Please repeat the records, word for word and without gaps.

*** DATA LISTING ***

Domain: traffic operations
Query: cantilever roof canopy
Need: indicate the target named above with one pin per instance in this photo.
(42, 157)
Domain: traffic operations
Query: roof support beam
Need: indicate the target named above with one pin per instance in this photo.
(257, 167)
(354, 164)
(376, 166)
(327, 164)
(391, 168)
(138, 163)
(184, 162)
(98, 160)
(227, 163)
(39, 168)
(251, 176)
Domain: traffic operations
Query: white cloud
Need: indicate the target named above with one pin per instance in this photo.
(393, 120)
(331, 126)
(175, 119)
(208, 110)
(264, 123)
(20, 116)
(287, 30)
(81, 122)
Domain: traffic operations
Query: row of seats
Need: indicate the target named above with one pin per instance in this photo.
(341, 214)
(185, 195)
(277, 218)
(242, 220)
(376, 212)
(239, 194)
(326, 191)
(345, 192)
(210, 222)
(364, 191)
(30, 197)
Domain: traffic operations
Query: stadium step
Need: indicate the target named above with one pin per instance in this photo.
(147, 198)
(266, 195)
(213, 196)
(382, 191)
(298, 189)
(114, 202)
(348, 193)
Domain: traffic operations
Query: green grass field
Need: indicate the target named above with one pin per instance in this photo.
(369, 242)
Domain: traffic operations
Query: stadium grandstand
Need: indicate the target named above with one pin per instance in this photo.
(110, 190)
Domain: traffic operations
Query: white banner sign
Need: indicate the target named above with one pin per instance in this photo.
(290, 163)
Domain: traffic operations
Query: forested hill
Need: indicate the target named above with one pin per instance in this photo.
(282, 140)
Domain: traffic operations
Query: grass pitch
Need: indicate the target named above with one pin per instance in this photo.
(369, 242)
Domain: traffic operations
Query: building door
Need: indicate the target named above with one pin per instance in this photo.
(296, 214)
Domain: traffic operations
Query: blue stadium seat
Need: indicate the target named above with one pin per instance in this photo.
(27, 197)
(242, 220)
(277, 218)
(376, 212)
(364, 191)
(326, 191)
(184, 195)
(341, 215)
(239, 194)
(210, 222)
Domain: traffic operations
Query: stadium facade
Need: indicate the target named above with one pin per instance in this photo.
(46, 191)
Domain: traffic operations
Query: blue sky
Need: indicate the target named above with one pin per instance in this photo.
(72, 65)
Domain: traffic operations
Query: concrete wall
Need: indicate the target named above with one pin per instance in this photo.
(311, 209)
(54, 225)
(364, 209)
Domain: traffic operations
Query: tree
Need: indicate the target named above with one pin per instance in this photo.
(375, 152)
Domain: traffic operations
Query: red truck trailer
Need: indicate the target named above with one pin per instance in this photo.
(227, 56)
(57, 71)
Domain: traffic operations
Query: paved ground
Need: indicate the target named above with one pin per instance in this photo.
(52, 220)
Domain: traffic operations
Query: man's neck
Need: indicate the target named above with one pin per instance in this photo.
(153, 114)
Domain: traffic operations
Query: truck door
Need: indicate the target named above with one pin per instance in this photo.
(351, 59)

*** End of DATA LISTING ***

PROBLEM SOLUTION:
Domain: traffic operations
Query: cantilever roof canopy
Need: indicate the target named above with one pin per instance in this photo.
(42, 157)
Domain: traffic operations
Query: roof support beam
Need: indicate the target named above with one pin per instance in this photo.
(257, 167)
(354, 164)
(376, 166)
(327, 164)
(391, 168)
(138, 163)
(184, 162)
(98, 160)
(227, 163)
(39, 168)
(251, 176)
Domain: traffic operations
Query: white cloud
Need: indicate the target named above with one pin per instance in this photo.
(393, 120)
(331, 126)
(175, 119)
(208, 110)
(264, 123)
(20, 116)
(287, 30)
(81, 122)
Domain: traffic operations
Query: row of seats
Need: indicate the target named above with one pin per instance in this photo.
(341, 214)
(185, 195)
(277, 218)
(242, 220)
(376, 212)
(239, 194)
(326, 191)
(345, 192)
(210, 222)
(364, 191)
(30, 197)
Domain: traffic operations
Query: stadium step
Need: indicate the target named above with one pin per instance in this photo.
(147, 198)
(266, 195)
(213, 196)
(382, 191)
(298, 189)
(114, 202)
(348, 193)
Domain: traffic operations
Query: green grass field
Need: indicate the target named above with one pin per instance in this photo.
(369, 242)
Domain: traffic operations
Query: stadium grandstand
Need: indicate the target named above with one pin per instance in this photo.
(110, 190)
Domain: traffic operations
Query: white banner sign
Need: indicate the target named above with one pin per instance in this photo.
(290, 163)
Domain: traffic operations
Query: forested hill
Need: indicate the target named above with one pin per instance in this photo.
(282, 140)
Domain: traffic operations
Query: grass pitch
Need: indicate the target named above with one pin per instance in this photo.
(369, 242)
Domain: traffic operations
Query: building door
Need: indicate the target named above with one pin per instance in this photo.
(296, 214)
Domain: traffic operations
Query: blue stadium seat
Need: indicate the target named above with one pin per instance in this photo.
(27, 197)
(242, 220)
(277, 218)
(376, 212)
(364, 191)
(326, 191)
(184, 195)
(341, 215)
(239, 194)
(210, 222)
Domain: traffic operations
Query: stadium facade
Need: indicate the target named above with one pin per instance in this photo.
(46, 191)
Domain: traffic operations
Query: blue sky
Need: indicate the target named above with one pin per instance in this photo.
(72, 65)
Domain: traffic operations
Query: concrete wall
Need: indicate the target named above with one pin per instance in this photo.
(311, 209)
(54, 225)
(364, 209)
Domain: traffic operations
Query: tree
Need: indicate the target named above with one pin per instance in this photo.
(375, 152)
Domain: traffic operations
Query: red truck trailer
Need: indicate the target named above with one pin per instance in this photo.
(227, 56)
(57, 71)
Domain: traffic operations
Query: paved ground
Need: indicate the target named above with one pin per instance in this photo.
(52, 220)
Domain: traffic operations
Query: man's neck
Need: indicate the target named above with one pin per instance in this photo.
(153, 114)
Domain: traffic operations
Query: truck door
Need: indicate the target named above with one pin per instance in this photo.
(351, 59)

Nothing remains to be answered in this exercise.